Task requirements: Report every line of the entries that contains the word "below".

Task material:

------------

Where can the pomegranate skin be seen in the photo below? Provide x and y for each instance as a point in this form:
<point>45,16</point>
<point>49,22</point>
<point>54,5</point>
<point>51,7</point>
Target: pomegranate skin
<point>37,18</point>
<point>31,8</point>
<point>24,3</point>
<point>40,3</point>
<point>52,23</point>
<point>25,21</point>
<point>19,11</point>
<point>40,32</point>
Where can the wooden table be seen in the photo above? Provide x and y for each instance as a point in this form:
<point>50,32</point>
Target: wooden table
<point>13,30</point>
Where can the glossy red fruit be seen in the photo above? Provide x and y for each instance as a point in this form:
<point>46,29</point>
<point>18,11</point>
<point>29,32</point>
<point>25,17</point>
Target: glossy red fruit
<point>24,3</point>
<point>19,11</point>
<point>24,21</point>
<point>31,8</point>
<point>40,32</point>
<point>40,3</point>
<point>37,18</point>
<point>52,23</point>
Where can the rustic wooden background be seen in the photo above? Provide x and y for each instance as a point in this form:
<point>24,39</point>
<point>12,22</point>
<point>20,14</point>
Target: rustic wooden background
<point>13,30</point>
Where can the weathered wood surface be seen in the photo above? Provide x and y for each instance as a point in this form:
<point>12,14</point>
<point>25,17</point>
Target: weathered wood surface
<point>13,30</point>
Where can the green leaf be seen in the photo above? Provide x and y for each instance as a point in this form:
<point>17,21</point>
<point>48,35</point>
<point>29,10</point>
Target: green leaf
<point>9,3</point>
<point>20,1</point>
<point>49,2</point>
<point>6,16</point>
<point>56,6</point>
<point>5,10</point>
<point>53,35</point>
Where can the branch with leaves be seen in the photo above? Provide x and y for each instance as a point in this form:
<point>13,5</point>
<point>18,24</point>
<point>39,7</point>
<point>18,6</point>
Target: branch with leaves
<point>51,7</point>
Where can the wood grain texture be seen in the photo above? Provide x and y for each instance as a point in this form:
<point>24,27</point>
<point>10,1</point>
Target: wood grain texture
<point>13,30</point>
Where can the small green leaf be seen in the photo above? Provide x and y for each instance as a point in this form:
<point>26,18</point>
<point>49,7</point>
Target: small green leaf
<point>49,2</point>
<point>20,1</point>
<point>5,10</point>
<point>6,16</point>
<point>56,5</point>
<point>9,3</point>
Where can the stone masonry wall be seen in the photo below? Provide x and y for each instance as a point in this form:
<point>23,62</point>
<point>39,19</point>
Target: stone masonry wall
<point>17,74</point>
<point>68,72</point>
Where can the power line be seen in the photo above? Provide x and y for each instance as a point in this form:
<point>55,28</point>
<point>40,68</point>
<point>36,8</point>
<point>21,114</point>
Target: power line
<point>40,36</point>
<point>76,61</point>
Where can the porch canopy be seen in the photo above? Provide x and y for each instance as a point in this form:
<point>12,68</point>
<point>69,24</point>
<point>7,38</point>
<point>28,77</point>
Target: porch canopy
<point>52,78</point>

------------

Your solution:
Where can the pomegranate skin be seen in the photo below? Provide x and y for each instance as a point in this form:
Where can the stone masonry wall be seen in the photo below? Provide x and y for each instance as a point in this form:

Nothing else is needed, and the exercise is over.